• Problems to work on
A - Reproduce word for word the part of the butterfly passage that opens with the words containing "I continued my" and closes with "given a lesson.".
B - According to the butterfly passage, how far from the shala did the narrator park the car?
C - Continue the butterfly passage from where it stops.

START Reading passage

“We shield ourselves from the outside. We wait and anticipate. We practice presence. And in those rare and precious times we wholly allow our expectations to dissolve and drink in each breath, each sensation, each glorious experience as it happens, it is only then that our inner guide can finally show us our colors.”
Yesterday I went and took a yoga class at a local shala on the South Side, here in Pittsburgh. I parked my car a block and a half away, grabbed my mat, slung it over my shoulder and started my stroll to class.
Suddenly, something flitted across my face. I put my hand up as a reaction and the butterfly that had just brushed my cheek with it’s wings landed on the back of it. I brought it up to eye level, and her sweet little feet tapped around on my hand so she was facing me, her wings folded tight together.
We examined each other.
I watched her proboscis curl out and taste my skin. The underside of her wings—all she would allow me to see— were soft and brown. Her graceful legs carried the weight of her body with such strength as she explored me.
I continued my walk to class, assuming she would fly off when I began to move gently so I wouldn’t startle her and anticipated her lift off at any moment. Yet she stayed with me. No traffic noises, shouts from my fellow pedestrians, or feathery breezes would deter her. As for my part, I tried to shield her from the warm breaths of air that brushed against us with my other hand and pulled her close to act as a buffer for her. We made it the block and a half to the door of the shala safe and sound.
Again, I waited for her to leave. Again, she chose to stay with me.
Perhaps, I thought, I’m being given a lesson.
So I allowed myself to pause and listen to her wisdom. I grew aware of each sensation of her tiny feet, each twitch of antenae. The longer we stayed there, I became further mindful of the sounds of the cars and trucks on bustling Carson Street… the coolness of the damp morning air… the scents of coffee wafting from windows near by. We two became absorbed in the morning for what seemed like endless time.
Then, without warning, she opened her wings and allowed me to behold her colors.

END Reading passage
START Records supplied

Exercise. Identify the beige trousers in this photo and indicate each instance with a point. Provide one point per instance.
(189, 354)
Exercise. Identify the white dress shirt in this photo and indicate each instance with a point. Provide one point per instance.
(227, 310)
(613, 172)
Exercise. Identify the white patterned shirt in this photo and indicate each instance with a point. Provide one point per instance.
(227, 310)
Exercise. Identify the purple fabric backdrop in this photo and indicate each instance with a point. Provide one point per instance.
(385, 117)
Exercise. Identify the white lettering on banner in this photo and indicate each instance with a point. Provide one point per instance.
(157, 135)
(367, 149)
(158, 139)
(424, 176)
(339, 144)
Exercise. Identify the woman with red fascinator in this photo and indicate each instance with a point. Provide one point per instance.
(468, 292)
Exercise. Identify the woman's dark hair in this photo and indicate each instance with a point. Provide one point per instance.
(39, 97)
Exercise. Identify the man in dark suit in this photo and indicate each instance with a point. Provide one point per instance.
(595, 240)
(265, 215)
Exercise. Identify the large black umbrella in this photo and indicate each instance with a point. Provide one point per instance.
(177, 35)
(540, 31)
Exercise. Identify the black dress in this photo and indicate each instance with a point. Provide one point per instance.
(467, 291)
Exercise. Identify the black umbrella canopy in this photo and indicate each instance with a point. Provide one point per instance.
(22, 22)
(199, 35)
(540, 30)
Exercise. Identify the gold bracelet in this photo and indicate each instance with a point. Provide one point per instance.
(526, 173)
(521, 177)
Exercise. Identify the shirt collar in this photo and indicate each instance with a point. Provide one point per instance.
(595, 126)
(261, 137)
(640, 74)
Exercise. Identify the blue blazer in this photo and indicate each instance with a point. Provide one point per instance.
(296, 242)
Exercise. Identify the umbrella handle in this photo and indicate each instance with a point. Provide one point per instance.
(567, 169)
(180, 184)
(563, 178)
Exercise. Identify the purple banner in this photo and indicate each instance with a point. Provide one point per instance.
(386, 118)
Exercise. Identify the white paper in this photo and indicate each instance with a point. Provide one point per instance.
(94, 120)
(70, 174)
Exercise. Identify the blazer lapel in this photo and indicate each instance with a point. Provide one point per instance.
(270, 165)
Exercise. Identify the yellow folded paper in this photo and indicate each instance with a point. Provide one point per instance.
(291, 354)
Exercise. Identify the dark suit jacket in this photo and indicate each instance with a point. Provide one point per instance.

END Records supplied

• Final results
A -
I continued my walk to class, assuming she would fly off when I began to move gently so I wouldn’t startle her and anticipated her lift off at any moment. Yet she stayed with me. No traffic noises, shouts from my fellow pedestrians, or feathery breezes would deter her. As for my part, I tried to shield her from the warm breaths of air that brushed against us with my other hand and pulled her close to act as a buffer for her. We made it the block and a half to the door of the shala safe and sound.
Again, I waited for her to leave. Again, she chose to stay with me.
Perhaps, I thought, I’m being given a lesson.

B - A block and a half away.

C -
She was a beautiful Question Mark Butterfly. Her brown underside did little to prepare me for this unexpected grace. The contrasting colors popped and shimmered in the light. Her glory was soft, simple and strong at once and the top of her body was as striking and wondrous as her wings. I offered a silent thanks to her for trusting her beauty with me as she turned. Just as suddenly as she arrived, she flew away.
As I lay on my mat that morning, eyes closed and hugging my knees to my chest, I listened to the quiet chatter of my fellow yogis and yoginis as they waited for class to start. It occurred to me that our practice is much like that of my butterfly friend’s lesson to me. We come to class and practice at our home for days and weeks… months and years. We shield ourselves from the outside. We wait and anticipate. We practice presence. And in those rare and precious times we wholly allow our expectations to dissolve and drink in each breath, each sensation, each glorious experience as it happens, it is only then that our inner guide can finally show us our colors.
Kristie Lindblom is a yoga instructor who lives (and survives the winters) in Pittsburgh, PA with her husband and two kids. She began her journey with Yoga in 1994 with Marina Votta and has been honored to receive the teachings of Bob and Cindi Barton, Donna Farhi, and Ruth Rittenhouse, among others. After receiving her BFA in Dance from Point Park University in 2003 along with a BA in Education, her dance career ended abruptly due to having a pacemaker/ defibrillator placed as a result of a congenital heart condition. She found her daily practice a sustaining constant that carried her through that life altering experience, which led her to her passion of sharing the healing qualities of yoga.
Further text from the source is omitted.